• Text:
57K views 48 replies 31 participants last post by  starry night  
#1 ·
I got my license and started spraying yards for the public this year as a side job to make extra money. Business has been great and I'm staying busy spraying for weeds and ants but I keep getting asked by ppl if I can apply fertilizer. So I guess I'm about to attempt my first fertilizer job on a 4 acre centipede yard. This is what I told the guy: I'm going to pull a soil sample to fig out if I should apply 16-4-8 or 15-0-15, looks like it'll take a little over 6lbs per 1000 square feet to put out 1lb of nitrogen on that area. That means it will take between 270 / 290 lbs per acre. I'm estimating my cost around 75 per acre if my math on the amount needed is correct. Give me some feed back on how much should I charge for this. What should my profit be and any tips would be appreciated to help me get started adding this as one of my services.
 
#45 ·
Since you dont even know what to charge…….DO NOT low ball or under cut your competitors.
You just find out tour not making money.
Looking over some prices I see for product listed here there theres a considerable mark up
For example if any pro is out there whats a bag of proscap 21-24-07 with pre emergent cost you? Just cost me $86 retail SE Mass-

what does it cost you just to get your products in hand?
Whats your time worth
Whats your operating costs
Insurance, fuel , equipment

maybe play dumb and have a few estimates on your own property. ?
 
#10 ·
If I told you guys we have a $49 minimum and $5+ per k.

You'd fall over.

Depends on what spraying or spreading at the time.

I ask customers for their trugreen reciepts. One customer has a 1200k lawn $900 with Aeration and 7 apps! Yes! Receipt said Gold package, they only applied around one gallon each visit.

Old Next door neighbor had 35k turf. $1200 year 5 apps. All liquid. Lawn still looks terrible.

Spring Green Company $380 under 10k 5 apps flat rate. 2k 5k 10k= same price and they do a lot around here, lots of mailers and stuffers and targeted letters.

Can't always price off your costs but what the market will bear. Why limit profits to be the lowest?
 
#37 ·
If I told you guys we have a $49 minimum and $5+ per k.

You'd fall over.

Depends on what spraying or spreading at the time.

I ask customers for their trugreen reciepts. One customer has a 1200k lawn $900 with Aeration and 7 apps! Yes! Receipt said Gold package, they only applied around one gallon each visit.

Old Next door neighbor had 35k turf. $1200 year 5 apps. All liquid. Lawn still looks terrible.

Spring Green Company $380 under 10k 5 apps flat rate. 2k 5k 10k= same price and they do a lot around here, lots of mailers and stuffers and targeted letters.

Can't always price off your costs but what the market will bear. Why limit profits to be the lowest?
What if I'm servicing the property (Basic lawn maintenance) including fertilization. What is the best pricing?
 
#11 ·
My minimum is $90 a treatment up to 5k sq ft and $18 per 1k after that. I won't get out of bed for anything less and everyone around me told me I was crazy for pricing that way, yet I now have right under 800 customers in 3 years this month. Pricing yourself according to others is ridiculous, offer a superior service and charge accordingly.

• Problems and tasks:
[1] Answer these questions from the forum thread:
(a) How big is the centipede yard in the first post's planned fertilizer job?
(b) What retail price is given for a bag of proscap 21-24-07 with pre emergent?
(c) What minimum per treatment does the poster in #11 charge, and up to what lawn size?
[2] Copy the passage of the forum thread starting at "What if I'm" and ending at "and charge accordingly.".

A run of lines:
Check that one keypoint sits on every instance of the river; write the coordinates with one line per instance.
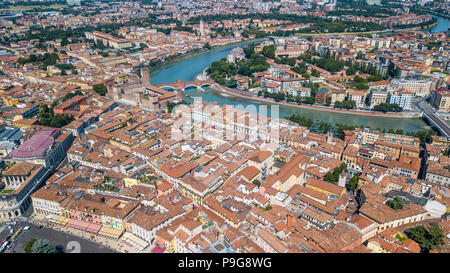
(188, 68)
(442, 25)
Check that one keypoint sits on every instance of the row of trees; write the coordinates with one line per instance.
(333, 177)
(41, 246)
(224, 72)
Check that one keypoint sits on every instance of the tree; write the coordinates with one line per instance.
(256, 182)
(100, 89)
(29, 245)
(396, 203)
(269, 51)
(43, 246)
(315, 73)
(353, 183)
(428, 239)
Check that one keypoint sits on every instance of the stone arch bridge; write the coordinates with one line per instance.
(179, 85)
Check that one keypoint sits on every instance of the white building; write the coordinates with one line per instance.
(419, 87)
(401, 98)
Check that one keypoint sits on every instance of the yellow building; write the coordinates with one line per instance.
(337, 95)
(10, 101)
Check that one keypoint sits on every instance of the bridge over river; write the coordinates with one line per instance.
(179, 85)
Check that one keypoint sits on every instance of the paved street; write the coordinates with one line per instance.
(69, 242)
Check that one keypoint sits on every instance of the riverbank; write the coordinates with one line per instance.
(306, 106)
(199, 51)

• Answers:
[1]
(a) 4 acres
(b) $86
(c) $90, up to 5k sq ft

[2]
What if I'm servicing the property (Basic lawn maintenance) including fertilization. What is the best pricing?
 
#11 ·
My minimum is $90 a treatment up to 5k sq ft and $18 per 1k after that. I won't get out of bed for anything less and everyone around me told me I was crazy for pricing that way, yet I now have right under 800 customers in 3 years this month. Pricing yourself according to others is ridiculous, offer a superior service and charge accordingly.